# EXTRACTED DATA
########

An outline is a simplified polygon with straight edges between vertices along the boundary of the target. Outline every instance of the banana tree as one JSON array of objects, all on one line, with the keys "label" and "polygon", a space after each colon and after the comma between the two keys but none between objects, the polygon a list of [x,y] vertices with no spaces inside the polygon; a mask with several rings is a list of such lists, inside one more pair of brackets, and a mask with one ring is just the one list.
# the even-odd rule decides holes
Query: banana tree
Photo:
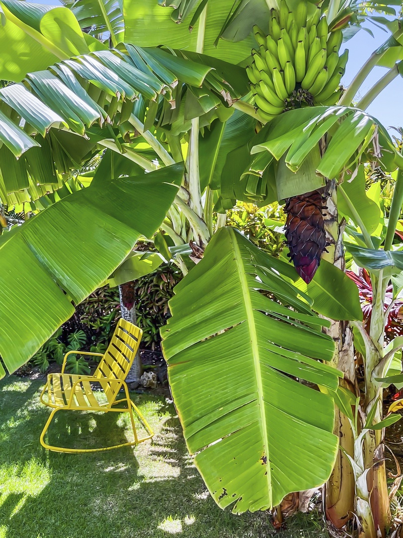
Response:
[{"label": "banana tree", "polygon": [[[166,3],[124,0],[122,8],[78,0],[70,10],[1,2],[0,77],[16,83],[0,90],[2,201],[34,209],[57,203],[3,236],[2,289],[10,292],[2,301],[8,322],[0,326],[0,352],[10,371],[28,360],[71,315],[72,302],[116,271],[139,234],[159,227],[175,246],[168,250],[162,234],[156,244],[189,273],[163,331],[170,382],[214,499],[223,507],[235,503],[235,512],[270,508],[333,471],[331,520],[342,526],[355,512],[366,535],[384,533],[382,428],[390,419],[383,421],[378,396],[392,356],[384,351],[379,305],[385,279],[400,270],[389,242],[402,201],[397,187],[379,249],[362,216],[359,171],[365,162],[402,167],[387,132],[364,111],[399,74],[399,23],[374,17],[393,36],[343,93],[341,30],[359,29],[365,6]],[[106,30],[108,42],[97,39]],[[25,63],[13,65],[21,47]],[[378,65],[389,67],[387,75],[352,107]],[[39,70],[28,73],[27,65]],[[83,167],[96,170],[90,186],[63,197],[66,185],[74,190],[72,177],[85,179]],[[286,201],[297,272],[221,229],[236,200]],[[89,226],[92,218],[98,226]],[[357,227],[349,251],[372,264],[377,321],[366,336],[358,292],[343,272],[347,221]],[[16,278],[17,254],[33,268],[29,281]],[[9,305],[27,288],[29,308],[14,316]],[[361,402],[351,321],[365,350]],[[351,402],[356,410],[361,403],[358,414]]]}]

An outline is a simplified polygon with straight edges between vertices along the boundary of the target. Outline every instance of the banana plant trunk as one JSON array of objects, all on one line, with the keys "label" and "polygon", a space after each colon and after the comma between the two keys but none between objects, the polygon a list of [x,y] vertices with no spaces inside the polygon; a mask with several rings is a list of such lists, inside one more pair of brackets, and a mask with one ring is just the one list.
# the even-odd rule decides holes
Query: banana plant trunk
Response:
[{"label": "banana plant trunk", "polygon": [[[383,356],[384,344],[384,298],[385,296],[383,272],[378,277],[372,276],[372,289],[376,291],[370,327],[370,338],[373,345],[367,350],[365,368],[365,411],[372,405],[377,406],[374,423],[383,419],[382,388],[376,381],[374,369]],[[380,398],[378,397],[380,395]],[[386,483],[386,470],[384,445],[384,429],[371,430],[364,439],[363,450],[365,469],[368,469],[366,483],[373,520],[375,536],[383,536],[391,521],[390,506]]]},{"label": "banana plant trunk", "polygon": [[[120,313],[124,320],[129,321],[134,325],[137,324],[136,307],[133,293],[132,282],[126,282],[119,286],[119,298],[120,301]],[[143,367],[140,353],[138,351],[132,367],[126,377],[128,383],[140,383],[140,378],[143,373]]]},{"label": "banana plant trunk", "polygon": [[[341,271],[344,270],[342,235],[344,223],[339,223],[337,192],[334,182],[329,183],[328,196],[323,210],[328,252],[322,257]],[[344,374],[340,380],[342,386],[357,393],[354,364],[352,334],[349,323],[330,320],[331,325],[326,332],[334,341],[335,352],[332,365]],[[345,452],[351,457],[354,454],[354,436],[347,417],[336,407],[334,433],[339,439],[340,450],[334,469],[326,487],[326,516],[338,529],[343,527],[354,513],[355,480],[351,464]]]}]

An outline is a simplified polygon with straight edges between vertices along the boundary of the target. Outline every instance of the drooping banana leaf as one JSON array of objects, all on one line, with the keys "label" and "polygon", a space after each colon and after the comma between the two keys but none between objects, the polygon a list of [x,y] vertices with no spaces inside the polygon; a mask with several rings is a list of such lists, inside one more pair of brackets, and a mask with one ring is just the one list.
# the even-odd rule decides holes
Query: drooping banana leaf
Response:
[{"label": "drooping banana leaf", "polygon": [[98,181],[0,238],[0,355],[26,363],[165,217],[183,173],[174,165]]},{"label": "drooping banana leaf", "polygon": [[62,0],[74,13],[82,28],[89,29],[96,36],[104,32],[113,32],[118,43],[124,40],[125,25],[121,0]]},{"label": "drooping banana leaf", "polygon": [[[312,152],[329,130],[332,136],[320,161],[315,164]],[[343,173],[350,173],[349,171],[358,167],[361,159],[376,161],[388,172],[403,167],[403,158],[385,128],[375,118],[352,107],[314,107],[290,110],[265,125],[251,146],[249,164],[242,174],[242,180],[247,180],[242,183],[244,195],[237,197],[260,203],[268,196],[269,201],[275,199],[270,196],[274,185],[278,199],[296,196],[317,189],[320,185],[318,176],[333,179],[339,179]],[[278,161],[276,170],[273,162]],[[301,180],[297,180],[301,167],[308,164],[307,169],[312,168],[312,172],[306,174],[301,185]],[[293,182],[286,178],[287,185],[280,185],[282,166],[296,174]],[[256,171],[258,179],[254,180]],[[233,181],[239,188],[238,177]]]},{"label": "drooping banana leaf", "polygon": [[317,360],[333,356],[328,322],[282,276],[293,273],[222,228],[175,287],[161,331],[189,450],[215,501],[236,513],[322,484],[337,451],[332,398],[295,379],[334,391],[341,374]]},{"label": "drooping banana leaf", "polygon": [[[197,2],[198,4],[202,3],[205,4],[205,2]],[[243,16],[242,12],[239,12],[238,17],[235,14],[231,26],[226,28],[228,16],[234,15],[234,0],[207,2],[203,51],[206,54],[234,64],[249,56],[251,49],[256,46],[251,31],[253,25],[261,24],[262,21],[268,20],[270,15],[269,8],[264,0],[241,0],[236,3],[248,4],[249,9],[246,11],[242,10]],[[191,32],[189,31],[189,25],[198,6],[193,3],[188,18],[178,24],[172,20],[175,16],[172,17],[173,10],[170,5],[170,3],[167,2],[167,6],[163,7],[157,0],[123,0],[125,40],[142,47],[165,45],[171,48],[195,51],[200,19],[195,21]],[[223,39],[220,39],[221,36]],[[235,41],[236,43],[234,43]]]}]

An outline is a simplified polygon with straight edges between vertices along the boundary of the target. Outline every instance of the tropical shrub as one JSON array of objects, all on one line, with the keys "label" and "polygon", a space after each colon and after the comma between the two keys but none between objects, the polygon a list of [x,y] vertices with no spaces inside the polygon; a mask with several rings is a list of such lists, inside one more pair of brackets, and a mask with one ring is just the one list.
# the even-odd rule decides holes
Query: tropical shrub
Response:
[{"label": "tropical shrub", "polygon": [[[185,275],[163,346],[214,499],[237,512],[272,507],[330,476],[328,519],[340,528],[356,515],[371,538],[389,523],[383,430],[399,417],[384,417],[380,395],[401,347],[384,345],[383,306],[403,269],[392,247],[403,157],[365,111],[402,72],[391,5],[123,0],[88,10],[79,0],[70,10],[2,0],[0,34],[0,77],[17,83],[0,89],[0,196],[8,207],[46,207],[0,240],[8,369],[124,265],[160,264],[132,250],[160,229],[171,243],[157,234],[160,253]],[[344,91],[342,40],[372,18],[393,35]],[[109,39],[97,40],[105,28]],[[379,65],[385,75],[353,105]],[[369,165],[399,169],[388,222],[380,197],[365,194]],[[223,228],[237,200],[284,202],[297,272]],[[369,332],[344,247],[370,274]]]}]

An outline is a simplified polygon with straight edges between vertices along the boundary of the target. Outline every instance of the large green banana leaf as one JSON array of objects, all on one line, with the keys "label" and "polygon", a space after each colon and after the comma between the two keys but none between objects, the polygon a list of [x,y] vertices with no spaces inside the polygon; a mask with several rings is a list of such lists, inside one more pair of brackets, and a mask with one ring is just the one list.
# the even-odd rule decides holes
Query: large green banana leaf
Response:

########

# TASK OBJECTIVE
Reproduce verbatim every line of the listing above, from the line containing "of the large" through the final line of the listing, inclusive.

# RESULT BELOW
An outline is a simplified polygon with straight edges between vertices along the boundary of the target. Outline every instance of the large green banana leaf as one JSON array of objects, all on one line, with the keys "label" and "polygon", a space after each colon and after the comma between the two keys but none between objects, the polygon a list of [x,y] vertices with no spaces inside the polygon; a mask with several rings is a list of such lists, inside one more pair of brackets, and a mask with one ring is just the one list.
# the even-odd rule decides holes
Query: large green banana leaf
Response:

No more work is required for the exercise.